[Excerpt from a dataset]
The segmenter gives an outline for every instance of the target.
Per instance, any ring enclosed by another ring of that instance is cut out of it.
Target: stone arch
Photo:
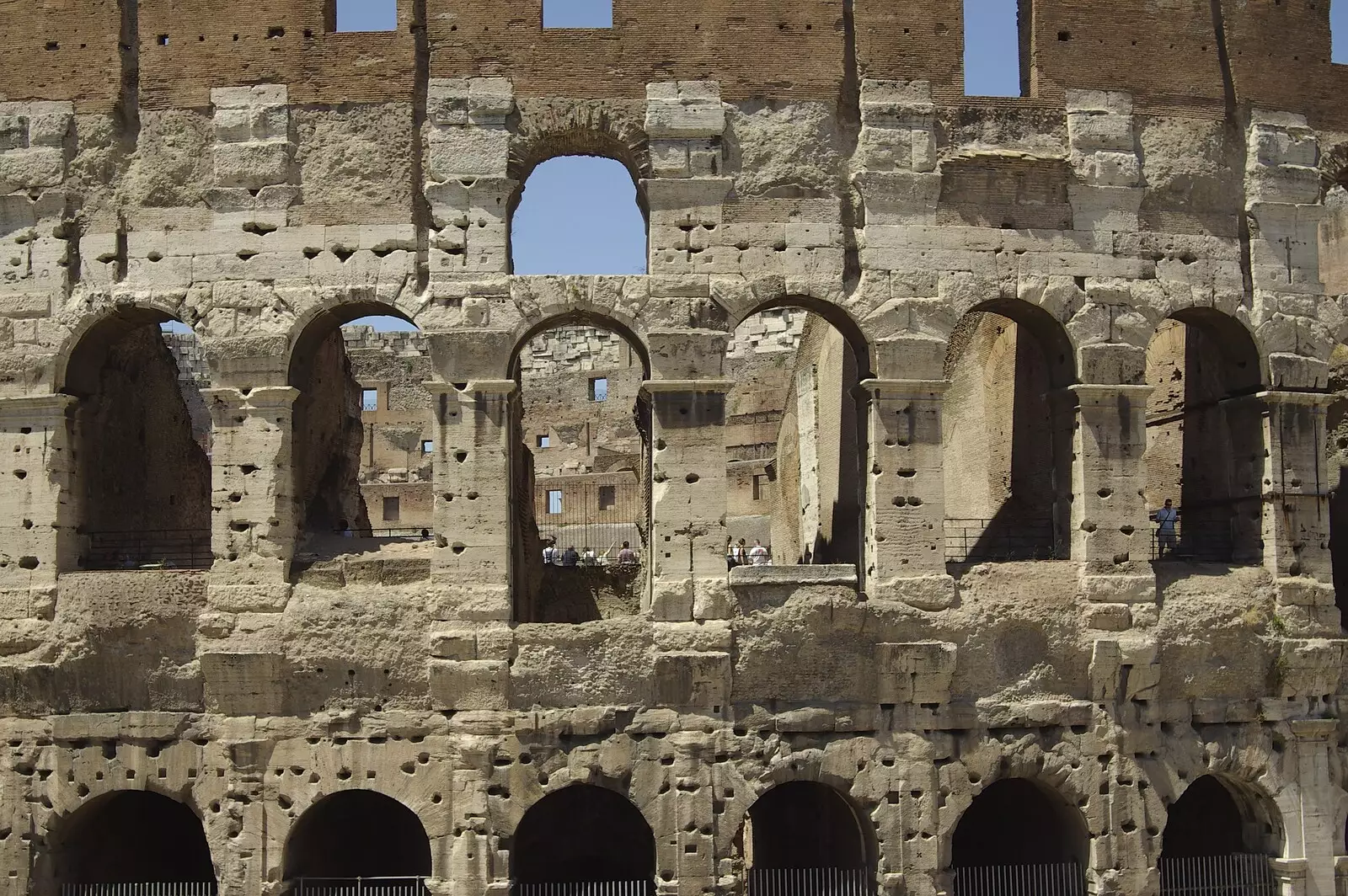
[[[109,790],[46,823],[35,880],[65,884],[197,881],[216,868],[194,806],[155,790]]]
[[[69,569],[208,567],[212,420],[160,325],[158,305],[85,318],[59,356],[57,385],[74,399],[66,525]]]
[[[1077,381],[1066,329],[1027,302],[973,305],[950,333],[944,375],[946,556],[1066,558]]]
[[[1147,345],[1143,493],[1180,511],[1178,536],[1154,556],[1256,563],[1262,556],[1262,403],[1256,340],[1237,318],[1190,307],[1162,321]]]
[[[511,878],[520,884],[655,880],[650,822],[607,787],[573,783],[550,791],[503,841]]]
[[[430,877],[430,835],[406,803],[373,790],[314,800],[286,837],[282,878]]]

▶ _WRITTEN TASK_: Put each line of the listing above into a numbered list, skipping any blank lines. Leave the pictures out.

▶ _CORRECT OUTPUT_:
1. The segmenter gives an outline for every instance of the target.
2. Per instance, any ring enclosed by another ring of that instance is cut out of it.
3. Target: stone arch
4. Photo:
5. [[[109,790],[46,823],[35,880],[65,884],[197,881],[216,868],[194,806],[155,790]]]
6. [[[69,569],[208,567],[212,420],[160,325],[158,305],[85,318],[59,356],[57,385],[74,399],[66,525]]]
7. [[[1077,381],[1066,329],[1027,302],[973,305],[950,333],[944,375],[946,556],[1066,558]]]
8. [[[1147,345],[1143,493],[1180,511],[1178,536],[1154,556],[1256,563],[1262,556],[1262,403],[1256,340],[1237,318],[1190,307],[1162,321]]]
9. [[[511,878],[520,884],[655,880],[650,822],[607,787],[573,783],[550,791],[503,841]]]
10. [[[430,877],[430,835],[406,803],[373,790],[314,800],[286,837],[282,878]]]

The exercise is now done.